* Task *
Can you duplicate every one of the following lines exactly, character for character?

Lines excerpted from a collection:
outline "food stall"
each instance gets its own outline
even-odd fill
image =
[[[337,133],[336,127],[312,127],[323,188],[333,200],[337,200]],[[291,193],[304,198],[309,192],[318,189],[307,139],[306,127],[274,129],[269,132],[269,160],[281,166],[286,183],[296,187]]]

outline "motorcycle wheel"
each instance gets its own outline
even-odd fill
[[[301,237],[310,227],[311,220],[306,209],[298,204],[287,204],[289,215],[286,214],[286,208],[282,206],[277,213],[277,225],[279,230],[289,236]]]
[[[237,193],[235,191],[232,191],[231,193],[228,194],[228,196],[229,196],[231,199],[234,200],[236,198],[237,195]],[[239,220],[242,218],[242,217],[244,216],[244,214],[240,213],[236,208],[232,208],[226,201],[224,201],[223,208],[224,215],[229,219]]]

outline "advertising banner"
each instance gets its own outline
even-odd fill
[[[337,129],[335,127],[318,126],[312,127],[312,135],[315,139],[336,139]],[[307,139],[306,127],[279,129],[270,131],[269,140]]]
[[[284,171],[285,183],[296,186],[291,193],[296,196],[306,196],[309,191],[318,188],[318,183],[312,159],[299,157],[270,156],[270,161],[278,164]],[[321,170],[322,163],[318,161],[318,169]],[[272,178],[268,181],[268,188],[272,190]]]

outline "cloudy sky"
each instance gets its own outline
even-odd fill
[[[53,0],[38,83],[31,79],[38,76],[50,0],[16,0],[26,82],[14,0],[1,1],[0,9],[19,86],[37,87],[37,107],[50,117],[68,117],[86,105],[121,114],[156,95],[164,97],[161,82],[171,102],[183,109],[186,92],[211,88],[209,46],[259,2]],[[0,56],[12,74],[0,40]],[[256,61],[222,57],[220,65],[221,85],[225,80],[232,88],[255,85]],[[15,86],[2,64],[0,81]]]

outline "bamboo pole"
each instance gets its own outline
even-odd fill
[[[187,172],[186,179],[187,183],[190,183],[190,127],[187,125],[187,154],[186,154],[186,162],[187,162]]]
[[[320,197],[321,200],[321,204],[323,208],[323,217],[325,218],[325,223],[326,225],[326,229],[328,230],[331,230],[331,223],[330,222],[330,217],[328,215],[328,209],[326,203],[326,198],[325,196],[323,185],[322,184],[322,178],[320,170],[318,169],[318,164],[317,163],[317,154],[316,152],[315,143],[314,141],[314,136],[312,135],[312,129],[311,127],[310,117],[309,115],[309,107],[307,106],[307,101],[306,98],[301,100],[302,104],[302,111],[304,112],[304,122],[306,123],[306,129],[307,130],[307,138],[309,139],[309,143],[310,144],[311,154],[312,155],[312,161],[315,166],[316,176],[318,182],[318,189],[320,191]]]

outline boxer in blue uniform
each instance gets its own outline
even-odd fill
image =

* The solution *
outline "food stall"
each instance gets its own outline
even-odd fill
image =
[[[337,133],[336,127],[312,127],[323,188],[333,200],[337,200]],[[291,193],[304,198],[309,192],[318,189],[307,139],[306,127],[274,129],[269,132],[269,160],[281,166],[286,183],[296,187]]]

outline "motorcycle wheel"
each instance gets its own outline
even-odd fill
[[[301,237],[310,227],[311,220],[306,209],[298,204],[287,204],[289,215],[286,214],[286,208],[282,206],[277,213],[277,225],[279,230],[289,236]]]
[[[237,193],[235,191],[232,191],[231,193],[228,194],[228,196],[229,196],[231,199],[234,200],[236,198],[237,195]],[[239,220],[242,218],[242,217],[244,216],[244,214],[240,213],[236,208],[232,208],[226,201],[224,201],[223,208],[224,215],[229,219]]]

outline "advertising banner"
each instance gets its own outline
even-odd fill
[[[337,129],[335,127],[318,126],[312,127],[312,135],[315,139],[336,139]],[[307,139],[306,127],[279,129],[270,131],[269,140]]]
[[[284,171],[285,183],[296,186],[291,193],[296,196],[306,196],[309,191],[318,188],[318,183],[312,159],[299,157],[270,156],[270,161],[278,164]],[[321,170],[322,163],[318,161],[318,169]],[[272,178],[268,181],[268,188],[272,190]]]

outline "cloudy sky"
each instance gets its own outline
even-odd fill
[[[53,0],[38,83],[31,79],[38,76],[50,0],[16,0],[26,82],[14,0],[1,1],[0,9],[19,86],[37,87],[37,107],[50,117],[68,117],[86,105],[121,114],[156,95],[164,97],[161,82],[171,102],[183,109],[186,92],[211,88],[209,46],[259,2]],[[0,56],[12,74],[0,40]],[[256,61],[222,57],[220,65],[221,85],[225,80],[232,88],[255,85]],[[15,86],[2,64],[0,81]]]

outline "bamboo pole"
each instance gets its own outline
even-odd fill
[[[187,172],[186,179],[187,183],[190,183],[190,127],[187,125],[187,154],[186,154],[186,162],[187,162]]]
[[[320,197],[321,200],[321,204],[323,208],[323,217],[325,218],[325,223],[326,225],[326,229],[328,230],[331,230],[331,223],[330,222],[330,217],[328,215],[328,209],[326,203],[326,198],[325,196],[323,185],[322,184],[322,178],[320,170],[318,169],[318,164],[317,163],[317,154],[316,152],[315,143],[314,141],[314,136],[312,135],[312,129],[311,127],[310,117],[309,115],[309,107],[307,106],[307,101],[306,98],[301,100],[302,104],[302,111],[304,112],[304,122],[306,123],[306,129],[307,130],[307,138],[309,139],[309,143],[310,144],[311,154],[312,155],[312,161],[315,166],[316,176],[318,182],[318,189],[320,191]]]

outline boxer in blue uniform
each instance gets its own outline
even-odd fill
image =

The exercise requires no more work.